### EXTRACT TO READ:
------------------------

Still taking drugs to stop feeling bad about being touched by your dad? Seek medical advice, get on a replacement drug and counselling regime. Speak to your doctor and ask to speak to a therapist. Understand that you are not unique – you are the unlucky 1 outta 3 who got touched up by someone – deal with it by understanding that your story is not special. It sucks and it’s a tragedy sure, but don’t keep it a secret, by telling someone of authority about it you free yourself from the secrecy of it, the burden of being the only one who knows and you can try to start and cope and heal through advice and self reflection. However, understand that “friends” you choose to tell come and go in life and their own priorities often supersede yours, so be careful who you trust. No one can hurt you like a friend.
You’re gay and you can’t come clean about it? You fear or have gotten harsh reactions from people? Shamed? Feel like you are doing something wrong? Feel dirty? This is 2017. Yes, there are still bigots and assholes and closed minded people here – but they are fewer and further between than ever before. There are community groups, pride parades, special interest groups and places devoted to gay lifestyle. Don’t hide it, don’t fear it, if you feel it, embrace it. If nothing else the more secretive you keep your sex life the more likely you will engage in dangerous sex and risk yourself. Because you’re putting yourself into a don’t ask don’t tell situation. Don’t hide away, be the person you feel you are deep inside. Don’t hate that person. Talk to a doctor, therapist, Samaritans, gum clinic, anyone. Go to discreet forums on reddit and find people and talk to them. Discover and respect yourself and don’t pretend you can’t.

------------------------

### GOAL OF THE EXERCISE:
In the advice text above, where does the paragraph on being gay suggest going online to find people to talk to?

------------------------

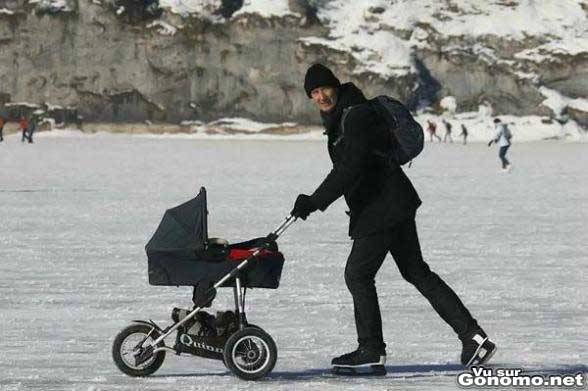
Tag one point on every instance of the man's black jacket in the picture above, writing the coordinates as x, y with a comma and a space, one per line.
378, 195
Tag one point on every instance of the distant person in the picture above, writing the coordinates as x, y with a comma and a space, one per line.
2, 123
432, 129
448, 127
32, 128
23, 125
464, 134
503, 139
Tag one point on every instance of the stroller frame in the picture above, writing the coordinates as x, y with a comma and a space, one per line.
157, 345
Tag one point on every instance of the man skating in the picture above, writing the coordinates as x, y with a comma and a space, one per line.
383, 204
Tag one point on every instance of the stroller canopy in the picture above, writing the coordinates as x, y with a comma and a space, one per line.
182, 231
180, 252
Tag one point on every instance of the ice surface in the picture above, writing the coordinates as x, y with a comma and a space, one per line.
75, 214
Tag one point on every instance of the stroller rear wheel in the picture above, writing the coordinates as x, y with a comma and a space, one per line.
129, 344
250, 353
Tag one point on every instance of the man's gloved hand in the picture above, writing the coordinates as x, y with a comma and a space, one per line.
303, 207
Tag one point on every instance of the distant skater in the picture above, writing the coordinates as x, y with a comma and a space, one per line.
448, 127
32, 128
464, 134
2, 123
23, 124
502, 138
432, 129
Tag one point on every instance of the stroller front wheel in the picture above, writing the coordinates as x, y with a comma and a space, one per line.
129, 344
250, 353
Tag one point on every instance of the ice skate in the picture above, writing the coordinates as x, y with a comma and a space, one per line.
477, 349
362, 362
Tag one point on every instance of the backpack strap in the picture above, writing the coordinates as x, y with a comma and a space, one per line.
342, 124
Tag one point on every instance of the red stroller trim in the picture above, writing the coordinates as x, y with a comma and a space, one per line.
238, 254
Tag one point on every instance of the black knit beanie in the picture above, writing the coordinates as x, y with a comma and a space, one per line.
319, 75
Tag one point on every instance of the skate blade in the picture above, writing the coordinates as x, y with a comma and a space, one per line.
488, 356
373, 370
476, 361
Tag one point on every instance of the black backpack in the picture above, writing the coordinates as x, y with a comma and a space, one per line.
408, 134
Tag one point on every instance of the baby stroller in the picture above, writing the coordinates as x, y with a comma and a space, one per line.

------------------------

### EXERCISE SOLUTION:
Discreet forums on reddit.